§ Excerpted passage
Side Quest: Firewalls?

I’m sure you’re reading this and thinking…if he’s really a Cyber Security expert, why on earth is there a question mark next to Firewalls. I’m sitting here and thinking…why did I do that? Well I think it’s a fun way to express how this felt as it was the first “Side Quest” in this series of quests. We’ve all been there, you’re following instructions whether it’s IKEA furniture or setting up an Elastic Cluster…there’s only 6 simple steps listed but you realize along the way that maybe you forgot to get a screw driver (step 3.1: find the right screwdriver) or you can’t find that one screw (step 4.6: don’t strip the screw). While initialing setting up the Elastic Cluster, I had a bunch of these and it makes the adventure even more…adventurous. I went into it thinking I would just:

As simple as apt-get install elastic, right? Well yeah, there’s elasticsearch, kibana, logstash…clearly there’s multiple components but why can’t it just be like “install here” and go. This is where Firewalls come in?

§ Raw data
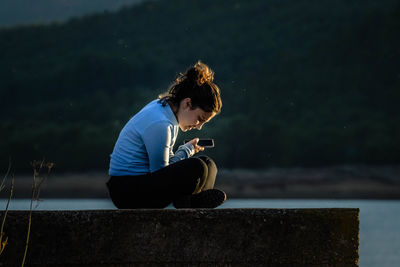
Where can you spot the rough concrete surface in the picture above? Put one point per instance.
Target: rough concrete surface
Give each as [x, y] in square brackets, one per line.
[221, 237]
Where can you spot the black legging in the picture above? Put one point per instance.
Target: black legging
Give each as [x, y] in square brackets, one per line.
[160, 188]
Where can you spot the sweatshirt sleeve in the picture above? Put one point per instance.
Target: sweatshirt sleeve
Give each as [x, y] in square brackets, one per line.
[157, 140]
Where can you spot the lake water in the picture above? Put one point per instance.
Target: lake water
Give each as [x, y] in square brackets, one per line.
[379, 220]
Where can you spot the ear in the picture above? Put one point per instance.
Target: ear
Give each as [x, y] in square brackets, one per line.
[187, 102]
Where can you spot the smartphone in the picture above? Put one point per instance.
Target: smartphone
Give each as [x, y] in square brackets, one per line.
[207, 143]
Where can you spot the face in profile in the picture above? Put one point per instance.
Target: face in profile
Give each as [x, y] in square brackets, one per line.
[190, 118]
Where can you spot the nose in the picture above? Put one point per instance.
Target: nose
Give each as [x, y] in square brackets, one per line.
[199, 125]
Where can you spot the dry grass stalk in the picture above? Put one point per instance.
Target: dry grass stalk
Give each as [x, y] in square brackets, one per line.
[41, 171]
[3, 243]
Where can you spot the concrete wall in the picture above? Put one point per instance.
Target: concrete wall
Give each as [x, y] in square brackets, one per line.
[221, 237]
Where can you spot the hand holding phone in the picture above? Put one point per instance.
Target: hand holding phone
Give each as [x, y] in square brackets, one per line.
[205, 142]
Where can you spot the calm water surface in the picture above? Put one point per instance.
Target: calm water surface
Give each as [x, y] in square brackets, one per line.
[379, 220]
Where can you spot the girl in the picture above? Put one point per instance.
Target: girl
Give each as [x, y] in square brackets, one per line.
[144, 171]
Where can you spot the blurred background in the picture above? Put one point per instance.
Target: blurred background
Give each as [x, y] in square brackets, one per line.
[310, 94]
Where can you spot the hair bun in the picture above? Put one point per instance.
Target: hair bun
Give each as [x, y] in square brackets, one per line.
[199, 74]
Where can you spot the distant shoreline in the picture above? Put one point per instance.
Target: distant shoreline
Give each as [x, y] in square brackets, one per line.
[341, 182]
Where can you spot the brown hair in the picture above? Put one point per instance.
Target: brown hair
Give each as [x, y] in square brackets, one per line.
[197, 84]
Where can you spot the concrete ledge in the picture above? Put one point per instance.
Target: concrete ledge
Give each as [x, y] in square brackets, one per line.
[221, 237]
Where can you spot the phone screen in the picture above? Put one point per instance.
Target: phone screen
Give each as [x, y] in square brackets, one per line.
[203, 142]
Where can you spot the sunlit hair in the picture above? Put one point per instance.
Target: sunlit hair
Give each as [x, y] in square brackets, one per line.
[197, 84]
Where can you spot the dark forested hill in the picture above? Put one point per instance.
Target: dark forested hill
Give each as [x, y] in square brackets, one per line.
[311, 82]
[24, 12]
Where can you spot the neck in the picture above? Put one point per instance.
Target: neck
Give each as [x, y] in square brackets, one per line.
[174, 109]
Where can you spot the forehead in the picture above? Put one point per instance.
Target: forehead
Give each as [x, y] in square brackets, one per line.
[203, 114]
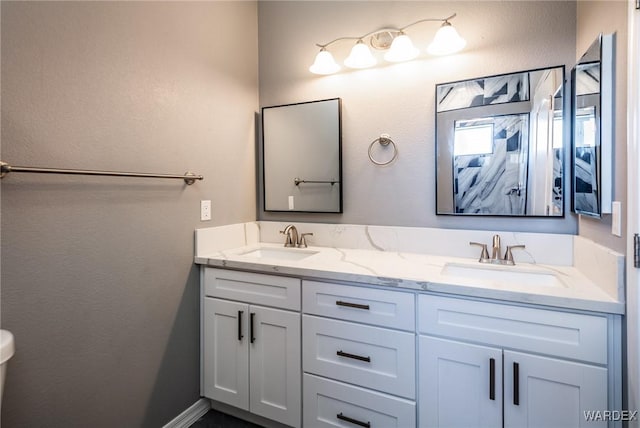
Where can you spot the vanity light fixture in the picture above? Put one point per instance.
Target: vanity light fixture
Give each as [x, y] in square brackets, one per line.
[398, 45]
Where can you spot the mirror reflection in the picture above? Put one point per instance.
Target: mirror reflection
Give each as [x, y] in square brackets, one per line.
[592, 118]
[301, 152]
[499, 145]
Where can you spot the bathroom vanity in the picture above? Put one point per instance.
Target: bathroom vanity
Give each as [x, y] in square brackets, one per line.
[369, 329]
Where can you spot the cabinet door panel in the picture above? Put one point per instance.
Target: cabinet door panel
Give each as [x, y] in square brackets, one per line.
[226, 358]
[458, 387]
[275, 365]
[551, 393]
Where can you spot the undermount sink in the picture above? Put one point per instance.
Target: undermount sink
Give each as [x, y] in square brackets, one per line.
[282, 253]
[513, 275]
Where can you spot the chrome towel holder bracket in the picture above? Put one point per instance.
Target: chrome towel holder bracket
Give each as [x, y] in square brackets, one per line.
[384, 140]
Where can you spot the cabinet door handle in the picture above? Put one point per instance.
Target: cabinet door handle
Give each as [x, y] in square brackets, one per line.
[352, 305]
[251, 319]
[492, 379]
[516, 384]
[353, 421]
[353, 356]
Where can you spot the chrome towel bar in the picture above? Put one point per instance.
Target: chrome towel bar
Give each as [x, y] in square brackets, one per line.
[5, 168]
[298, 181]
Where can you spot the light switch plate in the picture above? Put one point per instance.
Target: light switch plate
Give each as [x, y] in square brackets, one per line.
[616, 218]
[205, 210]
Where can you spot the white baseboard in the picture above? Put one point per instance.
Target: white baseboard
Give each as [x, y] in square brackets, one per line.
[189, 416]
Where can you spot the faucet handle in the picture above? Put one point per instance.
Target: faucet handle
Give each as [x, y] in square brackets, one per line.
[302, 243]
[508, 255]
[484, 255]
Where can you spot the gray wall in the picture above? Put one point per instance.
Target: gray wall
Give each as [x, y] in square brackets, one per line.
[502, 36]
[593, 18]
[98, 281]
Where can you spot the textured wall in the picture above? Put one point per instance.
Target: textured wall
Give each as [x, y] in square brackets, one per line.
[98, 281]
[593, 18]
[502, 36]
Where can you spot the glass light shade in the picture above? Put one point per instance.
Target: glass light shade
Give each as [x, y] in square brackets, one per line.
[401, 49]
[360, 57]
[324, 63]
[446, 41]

--

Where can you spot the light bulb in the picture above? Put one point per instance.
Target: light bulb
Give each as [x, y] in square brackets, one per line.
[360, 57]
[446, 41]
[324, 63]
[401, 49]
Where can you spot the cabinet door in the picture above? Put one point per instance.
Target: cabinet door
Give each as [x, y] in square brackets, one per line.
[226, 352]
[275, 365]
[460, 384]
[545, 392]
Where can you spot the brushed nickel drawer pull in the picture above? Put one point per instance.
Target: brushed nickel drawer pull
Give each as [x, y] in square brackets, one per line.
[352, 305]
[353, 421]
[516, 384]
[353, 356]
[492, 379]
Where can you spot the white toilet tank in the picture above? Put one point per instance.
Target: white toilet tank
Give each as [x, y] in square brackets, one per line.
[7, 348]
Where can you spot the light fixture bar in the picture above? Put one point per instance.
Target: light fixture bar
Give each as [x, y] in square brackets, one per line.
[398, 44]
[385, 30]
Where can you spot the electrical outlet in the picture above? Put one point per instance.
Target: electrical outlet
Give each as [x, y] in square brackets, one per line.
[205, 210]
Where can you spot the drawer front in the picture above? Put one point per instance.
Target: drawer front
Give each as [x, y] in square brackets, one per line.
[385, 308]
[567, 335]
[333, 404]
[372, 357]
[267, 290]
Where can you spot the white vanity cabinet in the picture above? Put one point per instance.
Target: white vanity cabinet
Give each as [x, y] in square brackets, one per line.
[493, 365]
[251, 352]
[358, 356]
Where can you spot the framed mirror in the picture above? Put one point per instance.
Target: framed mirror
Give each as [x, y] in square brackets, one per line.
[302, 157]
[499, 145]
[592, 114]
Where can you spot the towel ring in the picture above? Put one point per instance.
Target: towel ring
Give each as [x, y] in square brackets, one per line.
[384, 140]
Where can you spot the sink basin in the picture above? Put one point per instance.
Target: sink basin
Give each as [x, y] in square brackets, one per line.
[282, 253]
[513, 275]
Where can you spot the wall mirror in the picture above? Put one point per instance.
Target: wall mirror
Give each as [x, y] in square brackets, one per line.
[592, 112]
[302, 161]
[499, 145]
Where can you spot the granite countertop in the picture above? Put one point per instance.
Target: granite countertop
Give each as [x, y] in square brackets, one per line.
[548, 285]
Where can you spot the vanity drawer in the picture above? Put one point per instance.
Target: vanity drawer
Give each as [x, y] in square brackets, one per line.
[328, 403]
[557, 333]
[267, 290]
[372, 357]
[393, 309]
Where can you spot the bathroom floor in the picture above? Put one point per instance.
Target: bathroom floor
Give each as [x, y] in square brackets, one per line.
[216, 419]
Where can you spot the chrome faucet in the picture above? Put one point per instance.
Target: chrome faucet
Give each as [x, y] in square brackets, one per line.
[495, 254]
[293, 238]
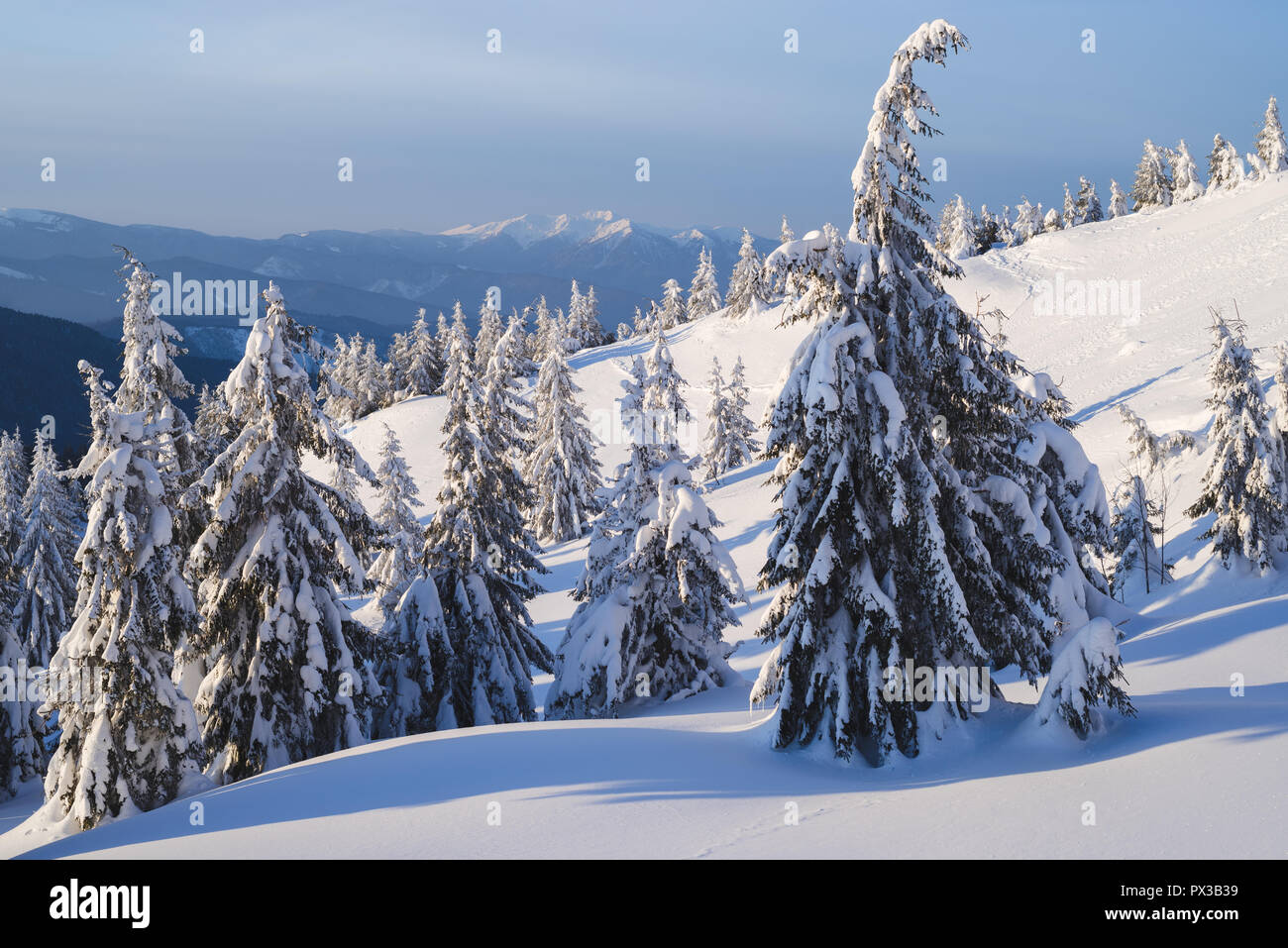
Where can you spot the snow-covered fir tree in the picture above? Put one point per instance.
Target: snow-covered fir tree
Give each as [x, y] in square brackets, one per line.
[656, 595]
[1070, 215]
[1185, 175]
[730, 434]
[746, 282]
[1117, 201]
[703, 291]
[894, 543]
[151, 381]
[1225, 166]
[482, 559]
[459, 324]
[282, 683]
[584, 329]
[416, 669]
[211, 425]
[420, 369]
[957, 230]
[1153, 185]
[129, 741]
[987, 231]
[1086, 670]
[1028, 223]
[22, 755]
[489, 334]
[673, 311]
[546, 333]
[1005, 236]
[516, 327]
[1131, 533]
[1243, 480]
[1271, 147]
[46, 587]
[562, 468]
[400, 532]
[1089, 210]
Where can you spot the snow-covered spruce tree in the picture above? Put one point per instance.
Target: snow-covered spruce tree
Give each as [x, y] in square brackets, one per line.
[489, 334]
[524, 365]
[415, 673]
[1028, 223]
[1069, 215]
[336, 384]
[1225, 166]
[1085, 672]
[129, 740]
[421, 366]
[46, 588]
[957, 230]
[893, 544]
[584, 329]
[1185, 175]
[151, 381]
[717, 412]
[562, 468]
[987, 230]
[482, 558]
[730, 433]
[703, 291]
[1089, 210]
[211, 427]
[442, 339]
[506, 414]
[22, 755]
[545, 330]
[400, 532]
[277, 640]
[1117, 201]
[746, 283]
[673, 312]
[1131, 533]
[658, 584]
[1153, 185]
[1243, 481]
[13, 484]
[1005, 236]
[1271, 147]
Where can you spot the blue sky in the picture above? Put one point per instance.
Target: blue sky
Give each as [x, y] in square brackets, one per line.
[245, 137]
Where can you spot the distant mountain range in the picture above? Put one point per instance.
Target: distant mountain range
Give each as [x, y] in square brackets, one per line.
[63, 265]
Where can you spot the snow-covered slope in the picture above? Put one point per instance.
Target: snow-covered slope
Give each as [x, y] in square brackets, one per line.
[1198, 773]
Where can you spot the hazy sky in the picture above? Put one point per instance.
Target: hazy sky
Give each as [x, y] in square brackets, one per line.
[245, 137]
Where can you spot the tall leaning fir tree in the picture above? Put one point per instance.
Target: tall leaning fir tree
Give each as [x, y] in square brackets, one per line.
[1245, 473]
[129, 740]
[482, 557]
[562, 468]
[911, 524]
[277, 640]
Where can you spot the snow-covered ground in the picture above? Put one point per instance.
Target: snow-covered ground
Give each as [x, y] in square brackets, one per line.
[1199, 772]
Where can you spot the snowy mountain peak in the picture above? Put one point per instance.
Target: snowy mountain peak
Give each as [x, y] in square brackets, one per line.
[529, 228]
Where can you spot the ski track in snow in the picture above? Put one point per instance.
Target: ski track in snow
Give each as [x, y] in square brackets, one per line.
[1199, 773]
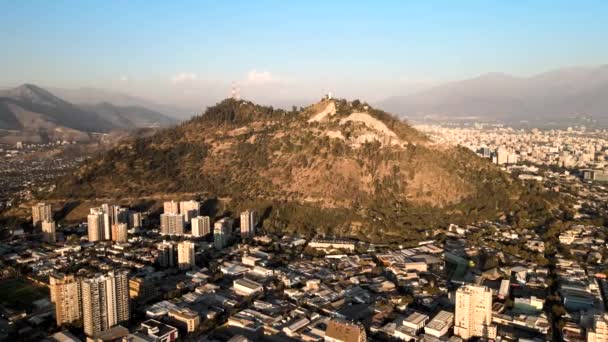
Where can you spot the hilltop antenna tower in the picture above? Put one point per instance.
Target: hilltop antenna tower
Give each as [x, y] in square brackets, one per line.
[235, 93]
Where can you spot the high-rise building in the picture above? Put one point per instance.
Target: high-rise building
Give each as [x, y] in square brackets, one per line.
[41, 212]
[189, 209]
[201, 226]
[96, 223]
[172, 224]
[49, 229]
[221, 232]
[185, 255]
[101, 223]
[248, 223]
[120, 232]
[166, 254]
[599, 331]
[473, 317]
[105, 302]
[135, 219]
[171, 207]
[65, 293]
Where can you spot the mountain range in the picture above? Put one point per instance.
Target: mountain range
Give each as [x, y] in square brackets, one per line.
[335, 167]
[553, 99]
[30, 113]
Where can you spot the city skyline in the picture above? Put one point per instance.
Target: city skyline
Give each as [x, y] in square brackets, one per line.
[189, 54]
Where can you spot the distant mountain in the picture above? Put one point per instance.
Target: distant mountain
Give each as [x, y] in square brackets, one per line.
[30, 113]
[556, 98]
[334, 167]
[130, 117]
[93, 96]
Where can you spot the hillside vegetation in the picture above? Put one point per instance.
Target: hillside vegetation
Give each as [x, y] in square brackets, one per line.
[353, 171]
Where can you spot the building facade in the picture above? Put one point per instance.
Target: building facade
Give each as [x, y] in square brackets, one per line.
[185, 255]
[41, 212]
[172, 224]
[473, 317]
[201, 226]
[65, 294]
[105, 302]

§ Brief
From the firewalls side-quest post, extract the passage from "As simple as" to "Firewalls come in?". The records aren't needed here.

§ The completed task
As simple as apt-get install elastic, right? Well yeah, there’s elasticsearch, kibana, logstash…clearly there’s multiple components but why can’t it just be like “install here” and go. This is where Firewalls come in?